● Given task
Find every line in the records below that contains the string "shirt", and copy each of those lines.

(Saved entries)
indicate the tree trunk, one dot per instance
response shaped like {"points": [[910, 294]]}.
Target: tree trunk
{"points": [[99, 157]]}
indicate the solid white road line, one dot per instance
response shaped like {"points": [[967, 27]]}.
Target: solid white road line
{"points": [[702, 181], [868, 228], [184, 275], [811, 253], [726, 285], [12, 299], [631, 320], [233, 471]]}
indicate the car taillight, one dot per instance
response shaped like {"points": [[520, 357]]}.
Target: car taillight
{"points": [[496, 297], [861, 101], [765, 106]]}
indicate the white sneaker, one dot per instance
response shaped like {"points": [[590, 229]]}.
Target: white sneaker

==

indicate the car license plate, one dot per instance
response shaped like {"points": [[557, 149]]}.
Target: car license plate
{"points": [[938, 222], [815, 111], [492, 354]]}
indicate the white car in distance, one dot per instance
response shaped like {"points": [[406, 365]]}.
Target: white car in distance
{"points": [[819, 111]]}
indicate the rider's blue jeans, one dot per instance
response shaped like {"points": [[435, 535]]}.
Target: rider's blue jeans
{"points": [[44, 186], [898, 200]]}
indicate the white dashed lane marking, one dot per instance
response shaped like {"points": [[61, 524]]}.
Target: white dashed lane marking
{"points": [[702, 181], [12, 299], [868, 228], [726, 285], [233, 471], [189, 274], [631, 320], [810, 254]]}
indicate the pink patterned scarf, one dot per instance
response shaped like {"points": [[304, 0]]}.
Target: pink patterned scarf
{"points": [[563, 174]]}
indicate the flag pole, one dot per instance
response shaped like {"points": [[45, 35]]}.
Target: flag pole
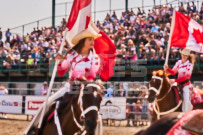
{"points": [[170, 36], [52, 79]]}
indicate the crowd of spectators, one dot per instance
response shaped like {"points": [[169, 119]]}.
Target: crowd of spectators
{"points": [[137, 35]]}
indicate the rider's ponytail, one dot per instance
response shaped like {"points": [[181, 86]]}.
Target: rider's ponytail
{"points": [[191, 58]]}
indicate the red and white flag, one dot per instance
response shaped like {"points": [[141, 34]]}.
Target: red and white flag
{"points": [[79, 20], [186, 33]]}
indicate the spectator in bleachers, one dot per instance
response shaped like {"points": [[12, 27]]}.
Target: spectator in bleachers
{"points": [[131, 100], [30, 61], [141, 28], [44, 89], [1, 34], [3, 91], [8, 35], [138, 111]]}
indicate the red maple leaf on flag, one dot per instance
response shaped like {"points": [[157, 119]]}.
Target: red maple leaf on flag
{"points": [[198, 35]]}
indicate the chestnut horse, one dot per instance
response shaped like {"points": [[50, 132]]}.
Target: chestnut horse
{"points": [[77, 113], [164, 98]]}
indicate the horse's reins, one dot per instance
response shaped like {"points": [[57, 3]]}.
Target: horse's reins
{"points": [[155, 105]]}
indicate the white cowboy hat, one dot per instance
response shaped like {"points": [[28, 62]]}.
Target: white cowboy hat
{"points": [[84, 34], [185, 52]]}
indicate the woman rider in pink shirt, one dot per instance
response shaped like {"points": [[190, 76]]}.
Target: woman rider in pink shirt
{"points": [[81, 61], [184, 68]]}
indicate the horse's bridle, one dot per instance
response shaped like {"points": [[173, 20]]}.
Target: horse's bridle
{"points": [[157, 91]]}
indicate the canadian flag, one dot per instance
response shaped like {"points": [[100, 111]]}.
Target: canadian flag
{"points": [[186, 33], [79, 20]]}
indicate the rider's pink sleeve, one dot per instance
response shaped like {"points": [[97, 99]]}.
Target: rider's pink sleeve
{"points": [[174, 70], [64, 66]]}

● Reply to the task
indicate the woman rider in pink shirt, one dot per instance
Target: woman rider in pink shirt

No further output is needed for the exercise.